> **TASK GOAL**: The data must be written out once more, precisely as given.

> **STORED RECORDS**:
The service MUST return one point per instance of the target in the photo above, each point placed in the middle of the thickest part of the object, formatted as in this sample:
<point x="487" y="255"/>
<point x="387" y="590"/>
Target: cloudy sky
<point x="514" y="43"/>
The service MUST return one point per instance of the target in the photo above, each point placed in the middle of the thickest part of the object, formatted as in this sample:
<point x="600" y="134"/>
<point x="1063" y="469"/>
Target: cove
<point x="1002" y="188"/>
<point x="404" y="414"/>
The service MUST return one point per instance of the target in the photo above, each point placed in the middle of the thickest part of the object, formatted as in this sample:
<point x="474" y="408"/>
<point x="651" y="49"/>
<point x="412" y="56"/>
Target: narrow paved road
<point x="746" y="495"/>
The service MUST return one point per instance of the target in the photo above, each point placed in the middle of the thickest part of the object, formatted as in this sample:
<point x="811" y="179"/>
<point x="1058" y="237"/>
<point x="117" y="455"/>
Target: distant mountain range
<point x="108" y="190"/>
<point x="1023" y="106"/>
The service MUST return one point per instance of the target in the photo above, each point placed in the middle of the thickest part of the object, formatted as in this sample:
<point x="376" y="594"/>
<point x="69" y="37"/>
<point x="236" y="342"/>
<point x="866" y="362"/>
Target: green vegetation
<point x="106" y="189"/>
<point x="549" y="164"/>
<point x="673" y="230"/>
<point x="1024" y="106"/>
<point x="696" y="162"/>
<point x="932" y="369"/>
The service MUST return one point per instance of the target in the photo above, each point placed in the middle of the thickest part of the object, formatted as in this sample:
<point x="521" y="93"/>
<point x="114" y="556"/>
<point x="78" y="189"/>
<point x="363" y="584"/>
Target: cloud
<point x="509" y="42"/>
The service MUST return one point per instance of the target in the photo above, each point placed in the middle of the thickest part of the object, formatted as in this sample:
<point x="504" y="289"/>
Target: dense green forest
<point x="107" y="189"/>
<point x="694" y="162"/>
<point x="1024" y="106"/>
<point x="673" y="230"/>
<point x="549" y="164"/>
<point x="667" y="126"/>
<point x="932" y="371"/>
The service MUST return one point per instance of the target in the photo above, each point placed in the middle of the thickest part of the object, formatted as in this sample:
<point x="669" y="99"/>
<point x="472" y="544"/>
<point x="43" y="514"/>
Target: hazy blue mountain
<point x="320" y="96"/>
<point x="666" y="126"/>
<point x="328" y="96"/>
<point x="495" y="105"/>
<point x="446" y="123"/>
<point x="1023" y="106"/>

> **TASK ANSWER**:
The service MUST return one point per instance of the target in the photo above, each point placed in the middle of the thickest part of the object, formatted as in this sample:
<point x="487" y="255"/>
<point x="387" y="590"/>
Target: cloudy sky
<point x="514" y="43"/>
The service MUST return one point per instance of the target in the photo above, each point placed in the middle of the thickest part of the object, formatted as in this sample:
<point x="600" y="134"/>
<point x="1063" y="469"/>
Target: cove
<point x="1002" y="188"/>
<point x="404" y="414"/>
The service MUST return one point per instance of the target in the photo above, each point placed in the middle of the thickest part of the object, formatted as in this sample:
<point x="474" y="408"/>
<point x="651" y="49"/>
<point x="412" y="56"/>
Target: narrow paved road
<point x="746" y="495"/>
The service MUST return one point per instance of the target in the photo above, each point placed in the middle of the thickest part of the object, formatted as in this sample:
<point x="811" y="179"/>
<point x="1058" y="237"/>
<point x="117" y="455"/>
Target: distant mountain range
<point x="108" y="190"/>
<point x="1023" y="106"/>
The service MUST return one point per instance of the target in the photo above, each point placed in the middle of the thickest part of the object, formatted as in this sample:
<point x="376" y="594"/>
<point x="69" y="37"/>
<point x="236" y="342"/>
<point x="866" y="362"/>
Target: green vegetation
<point x="106" y="189"/>
<point x="549" y="164"/>
<point x="673" y="230"/>
<point x="1024" y="106"/>
<point x="696" y="162"/>
<point x="932" y="369"/>
The service MUST return one point per instance of the target in the photo above, each point placed in the middle of the thickest part of the object, formatted as in this sample:
<point x="521" y="93"/>
<point x="114" y="556"/>
<point x="78" y="189"/>
<point x="363" y="584"/>
Target: cloud
<point x="509" y="42"/>
The service MUST return one point per instance of the target in the photo above, each point placed in the middle of the thickest part of the object, formatted as in this sample:
<point x="504" y="289"/>
Target: dense green forest
<point x="107" y="189"/>
<point x="694" y="162"/>
<point x="1024" y="106"/>
<point x="673" y="230"/>
<point x="549" y="164"/>
<point x="667" y="126"/>
<point x="932" y="371"/>
The service MUST return one point per instance of the target in the photo above, each point placed in the middle of the thickest part of the object, formatted as in this sample:
<point x="669" y="99"/>
<point x="472" y="544"/>
<point x="43" y="514"/>
Target: hazy blue mountain
<point x="320" y="96"/>
<point x="666" y="126"/>
<point x="328" y="96"/>
<point x="495" y="105"/>
<point x="446" y="123"/>
<point x="1023" y="106"/>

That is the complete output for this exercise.